╭──

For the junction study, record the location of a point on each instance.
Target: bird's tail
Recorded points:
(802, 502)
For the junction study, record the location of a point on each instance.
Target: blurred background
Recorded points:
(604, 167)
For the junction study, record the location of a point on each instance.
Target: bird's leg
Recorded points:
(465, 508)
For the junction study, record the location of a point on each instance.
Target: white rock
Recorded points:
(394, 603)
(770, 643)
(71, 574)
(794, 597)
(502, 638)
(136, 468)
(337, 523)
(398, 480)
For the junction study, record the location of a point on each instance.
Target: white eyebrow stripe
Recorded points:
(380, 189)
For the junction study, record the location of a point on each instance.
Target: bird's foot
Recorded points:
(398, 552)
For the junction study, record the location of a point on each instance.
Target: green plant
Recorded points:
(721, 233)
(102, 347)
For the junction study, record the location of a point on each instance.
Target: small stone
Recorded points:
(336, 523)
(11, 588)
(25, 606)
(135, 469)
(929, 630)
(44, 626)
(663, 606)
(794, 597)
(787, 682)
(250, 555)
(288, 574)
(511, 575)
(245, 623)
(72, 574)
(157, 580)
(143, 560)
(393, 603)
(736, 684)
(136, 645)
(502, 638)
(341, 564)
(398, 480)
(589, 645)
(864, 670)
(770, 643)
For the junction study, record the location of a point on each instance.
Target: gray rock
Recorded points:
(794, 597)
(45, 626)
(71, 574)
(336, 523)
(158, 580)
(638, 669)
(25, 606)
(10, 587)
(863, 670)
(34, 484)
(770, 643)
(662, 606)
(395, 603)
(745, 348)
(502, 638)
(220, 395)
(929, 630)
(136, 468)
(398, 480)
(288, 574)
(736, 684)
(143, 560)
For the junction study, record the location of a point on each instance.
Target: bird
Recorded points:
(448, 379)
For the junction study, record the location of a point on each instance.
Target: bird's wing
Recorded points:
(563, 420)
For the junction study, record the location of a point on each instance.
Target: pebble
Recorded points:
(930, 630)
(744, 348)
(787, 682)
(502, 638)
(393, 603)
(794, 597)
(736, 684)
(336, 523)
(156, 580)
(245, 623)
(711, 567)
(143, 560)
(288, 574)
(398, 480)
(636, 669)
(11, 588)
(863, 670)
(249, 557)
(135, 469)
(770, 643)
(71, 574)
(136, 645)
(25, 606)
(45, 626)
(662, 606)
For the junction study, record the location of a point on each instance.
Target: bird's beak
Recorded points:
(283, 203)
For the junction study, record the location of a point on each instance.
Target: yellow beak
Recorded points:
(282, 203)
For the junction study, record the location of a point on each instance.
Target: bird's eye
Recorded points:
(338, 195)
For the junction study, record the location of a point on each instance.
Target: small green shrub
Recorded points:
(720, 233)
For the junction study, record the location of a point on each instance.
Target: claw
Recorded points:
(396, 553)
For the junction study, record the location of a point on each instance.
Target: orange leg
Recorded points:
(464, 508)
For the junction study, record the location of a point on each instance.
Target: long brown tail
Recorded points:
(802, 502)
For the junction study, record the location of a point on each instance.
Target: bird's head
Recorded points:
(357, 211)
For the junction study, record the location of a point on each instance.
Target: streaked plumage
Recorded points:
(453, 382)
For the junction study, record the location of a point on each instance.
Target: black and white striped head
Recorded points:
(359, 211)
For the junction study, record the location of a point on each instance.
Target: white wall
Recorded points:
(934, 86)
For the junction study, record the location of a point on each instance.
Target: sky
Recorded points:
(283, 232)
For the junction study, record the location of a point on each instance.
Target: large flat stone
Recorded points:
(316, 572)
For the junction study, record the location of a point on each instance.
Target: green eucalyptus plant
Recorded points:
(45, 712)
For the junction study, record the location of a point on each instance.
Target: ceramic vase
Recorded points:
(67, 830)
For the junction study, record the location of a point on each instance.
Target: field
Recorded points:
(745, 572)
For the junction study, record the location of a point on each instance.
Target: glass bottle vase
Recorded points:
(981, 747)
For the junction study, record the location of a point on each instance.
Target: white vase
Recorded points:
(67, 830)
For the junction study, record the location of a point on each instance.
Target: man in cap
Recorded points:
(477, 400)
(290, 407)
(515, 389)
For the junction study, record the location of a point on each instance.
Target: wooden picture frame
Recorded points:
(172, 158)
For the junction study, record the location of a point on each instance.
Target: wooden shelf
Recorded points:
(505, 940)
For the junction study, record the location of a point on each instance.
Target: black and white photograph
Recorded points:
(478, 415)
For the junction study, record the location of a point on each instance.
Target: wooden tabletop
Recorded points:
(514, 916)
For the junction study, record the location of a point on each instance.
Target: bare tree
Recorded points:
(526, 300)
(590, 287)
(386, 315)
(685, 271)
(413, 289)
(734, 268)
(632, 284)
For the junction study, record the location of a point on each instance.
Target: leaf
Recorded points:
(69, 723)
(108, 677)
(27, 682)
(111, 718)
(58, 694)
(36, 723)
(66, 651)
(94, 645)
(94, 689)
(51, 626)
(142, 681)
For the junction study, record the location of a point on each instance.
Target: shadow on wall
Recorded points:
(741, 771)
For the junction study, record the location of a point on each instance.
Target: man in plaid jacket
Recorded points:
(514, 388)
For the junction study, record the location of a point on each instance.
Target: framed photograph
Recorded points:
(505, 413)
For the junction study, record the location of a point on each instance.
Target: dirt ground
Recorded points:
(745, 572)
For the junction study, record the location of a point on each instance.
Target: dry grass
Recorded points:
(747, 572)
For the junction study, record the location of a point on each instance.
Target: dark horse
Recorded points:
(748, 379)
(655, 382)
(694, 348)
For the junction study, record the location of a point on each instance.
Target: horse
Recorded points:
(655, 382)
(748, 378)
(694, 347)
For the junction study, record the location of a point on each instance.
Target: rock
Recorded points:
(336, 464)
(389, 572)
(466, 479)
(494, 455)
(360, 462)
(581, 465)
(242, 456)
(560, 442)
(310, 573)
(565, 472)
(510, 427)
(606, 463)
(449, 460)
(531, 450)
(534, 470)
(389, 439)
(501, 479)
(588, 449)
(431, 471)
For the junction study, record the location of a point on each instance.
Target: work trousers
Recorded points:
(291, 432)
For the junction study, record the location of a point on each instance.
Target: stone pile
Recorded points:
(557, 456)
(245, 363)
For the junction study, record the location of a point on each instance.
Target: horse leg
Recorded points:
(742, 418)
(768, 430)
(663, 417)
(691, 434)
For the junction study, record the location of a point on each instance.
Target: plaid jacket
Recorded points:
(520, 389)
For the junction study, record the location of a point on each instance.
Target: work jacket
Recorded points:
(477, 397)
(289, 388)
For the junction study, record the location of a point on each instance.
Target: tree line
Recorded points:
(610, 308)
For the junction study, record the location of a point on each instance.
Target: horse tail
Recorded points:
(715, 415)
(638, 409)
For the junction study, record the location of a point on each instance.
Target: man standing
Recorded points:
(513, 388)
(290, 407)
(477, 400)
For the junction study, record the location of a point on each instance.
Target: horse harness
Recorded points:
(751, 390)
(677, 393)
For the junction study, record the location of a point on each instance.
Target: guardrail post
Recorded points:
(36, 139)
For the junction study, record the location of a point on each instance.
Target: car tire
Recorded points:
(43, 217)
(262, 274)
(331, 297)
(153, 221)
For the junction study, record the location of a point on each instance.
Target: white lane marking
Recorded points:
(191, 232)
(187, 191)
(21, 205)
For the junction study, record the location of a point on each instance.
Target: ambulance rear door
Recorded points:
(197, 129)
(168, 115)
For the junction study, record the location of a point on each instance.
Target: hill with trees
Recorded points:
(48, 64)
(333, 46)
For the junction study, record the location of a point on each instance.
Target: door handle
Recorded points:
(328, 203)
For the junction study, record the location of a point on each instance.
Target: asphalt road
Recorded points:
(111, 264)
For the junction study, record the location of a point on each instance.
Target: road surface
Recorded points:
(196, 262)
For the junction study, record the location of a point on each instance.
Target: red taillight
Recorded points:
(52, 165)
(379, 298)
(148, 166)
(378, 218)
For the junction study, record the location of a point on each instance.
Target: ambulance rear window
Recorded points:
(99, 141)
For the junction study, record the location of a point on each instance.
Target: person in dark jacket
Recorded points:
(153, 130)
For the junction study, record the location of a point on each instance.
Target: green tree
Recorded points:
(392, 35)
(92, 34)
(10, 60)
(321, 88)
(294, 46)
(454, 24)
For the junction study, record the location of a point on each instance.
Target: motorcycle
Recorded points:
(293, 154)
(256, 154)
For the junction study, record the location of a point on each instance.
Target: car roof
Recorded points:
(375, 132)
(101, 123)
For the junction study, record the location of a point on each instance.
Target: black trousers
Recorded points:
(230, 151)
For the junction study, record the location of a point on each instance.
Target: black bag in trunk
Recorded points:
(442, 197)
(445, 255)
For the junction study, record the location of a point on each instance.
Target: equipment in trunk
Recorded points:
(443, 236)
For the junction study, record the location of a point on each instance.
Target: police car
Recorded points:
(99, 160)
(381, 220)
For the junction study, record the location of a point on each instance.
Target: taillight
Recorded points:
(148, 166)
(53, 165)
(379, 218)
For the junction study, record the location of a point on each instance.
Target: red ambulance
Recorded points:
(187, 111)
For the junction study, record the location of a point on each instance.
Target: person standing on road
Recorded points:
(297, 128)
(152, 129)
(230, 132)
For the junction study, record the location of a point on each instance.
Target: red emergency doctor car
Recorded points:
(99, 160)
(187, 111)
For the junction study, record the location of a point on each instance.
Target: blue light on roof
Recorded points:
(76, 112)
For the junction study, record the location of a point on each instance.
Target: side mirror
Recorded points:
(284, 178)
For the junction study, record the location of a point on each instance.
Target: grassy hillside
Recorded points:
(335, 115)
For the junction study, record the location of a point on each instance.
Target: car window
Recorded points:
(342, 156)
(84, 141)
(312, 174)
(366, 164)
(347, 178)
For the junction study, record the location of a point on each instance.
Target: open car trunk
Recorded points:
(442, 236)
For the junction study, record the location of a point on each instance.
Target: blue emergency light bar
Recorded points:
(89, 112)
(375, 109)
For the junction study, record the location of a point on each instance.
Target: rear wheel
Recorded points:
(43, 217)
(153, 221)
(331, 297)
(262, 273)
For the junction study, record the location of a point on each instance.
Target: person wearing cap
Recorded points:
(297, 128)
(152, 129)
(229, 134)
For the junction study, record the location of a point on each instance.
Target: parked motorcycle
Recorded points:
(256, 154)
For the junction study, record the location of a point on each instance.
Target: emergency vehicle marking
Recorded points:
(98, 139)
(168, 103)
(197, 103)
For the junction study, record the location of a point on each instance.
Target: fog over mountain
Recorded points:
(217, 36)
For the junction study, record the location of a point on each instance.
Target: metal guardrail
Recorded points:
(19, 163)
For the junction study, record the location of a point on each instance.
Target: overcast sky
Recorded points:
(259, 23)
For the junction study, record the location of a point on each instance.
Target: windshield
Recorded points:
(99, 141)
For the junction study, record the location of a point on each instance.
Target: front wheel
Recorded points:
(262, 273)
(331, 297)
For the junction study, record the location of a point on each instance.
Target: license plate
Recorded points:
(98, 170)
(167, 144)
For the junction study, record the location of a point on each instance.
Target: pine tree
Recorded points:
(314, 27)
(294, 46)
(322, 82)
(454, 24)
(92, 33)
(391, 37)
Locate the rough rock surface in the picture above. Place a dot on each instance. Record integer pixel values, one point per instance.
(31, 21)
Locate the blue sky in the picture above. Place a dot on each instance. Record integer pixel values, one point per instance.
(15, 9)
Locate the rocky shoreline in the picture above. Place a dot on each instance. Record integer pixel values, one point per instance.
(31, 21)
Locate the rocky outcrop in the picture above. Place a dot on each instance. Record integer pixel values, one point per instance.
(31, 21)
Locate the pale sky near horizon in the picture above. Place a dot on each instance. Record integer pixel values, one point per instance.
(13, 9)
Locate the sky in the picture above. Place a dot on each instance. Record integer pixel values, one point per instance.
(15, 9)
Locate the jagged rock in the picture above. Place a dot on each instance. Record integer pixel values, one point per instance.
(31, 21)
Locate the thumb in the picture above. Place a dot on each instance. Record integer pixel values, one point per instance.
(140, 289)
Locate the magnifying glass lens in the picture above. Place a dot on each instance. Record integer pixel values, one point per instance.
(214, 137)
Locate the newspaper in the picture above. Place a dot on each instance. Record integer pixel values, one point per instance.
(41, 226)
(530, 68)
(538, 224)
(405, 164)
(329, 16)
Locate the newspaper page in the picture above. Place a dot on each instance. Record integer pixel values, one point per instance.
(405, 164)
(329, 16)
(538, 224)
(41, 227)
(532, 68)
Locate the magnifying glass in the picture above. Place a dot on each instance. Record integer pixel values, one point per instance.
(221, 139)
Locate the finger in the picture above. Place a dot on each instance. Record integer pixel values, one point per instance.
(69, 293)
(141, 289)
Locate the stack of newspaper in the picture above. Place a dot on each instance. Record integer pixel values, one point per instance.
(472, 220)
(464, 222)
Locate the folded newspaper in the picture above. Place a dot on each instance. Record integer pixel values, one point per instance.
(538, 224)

╰──

__PROMPT__:
Within the entries above, how many lines include the word "guardrail"? Respond with the number only.

__SOLUTION TO THE PROBLEM__:
2